## DOCUMENT PASSAGE
Karen’s work recognised in New Year honours

Karen Deverell, the former chief executive of the YMCA in Mendip and South Somerset, has been awarded an MBE in the New Year’s Honours list.

Karen, who lives in Wells and is pictured above, received her honour for services to young people in the county.

She worked for the YMCA in Mendip for more than 25 years, including 17 years as the chief executive.

“I left the YMCA 18 months ago as I needed a change,” said Karen. “I felt it was the right time for me to do less.  I became a Foster Carer for Somerset County Council and a volunteer with Wells Coronavirus Network.

“I am very grateful to receive this honour, but I hope that all staff I worked with over my 25 years at the YMCA will feel that it is also testament to all we achieved together.

“I started working at the YMCA in my 20s as a support worker, and I worked my way up to be chief executive, where my team helped with a number of really important schemes, particularly with housing for young people.

“I am so pleased with what we achieved – teens are not necessarily the first thing people think of to help as a cause, as they are not cute or cuddly. But their welfare is so important.

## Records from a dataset
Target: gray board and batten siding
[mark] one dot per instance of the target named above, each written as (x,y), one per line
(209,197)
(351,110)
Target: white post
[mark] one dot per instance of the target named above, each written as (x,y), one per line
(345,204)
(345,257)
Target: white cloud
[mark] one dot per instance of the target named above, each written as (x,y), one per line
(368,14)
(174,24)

## YOUR TASKS
a - In the article about Karen Deverell's MBE, for how many years was she chief executive of the YMCA in Mendip?
b - Quote the article word for word, beginning at "Karen, who lives" and stopping after "the chief executive.".

## ANSWERS BY TASK
a - 17 years.

b -
Karen, who lives in Wells and is pictured above, received her honour for services to young people in the county.

She worked for the YMCA in Mendip for more than 25 years, including 17 years as the chief executive.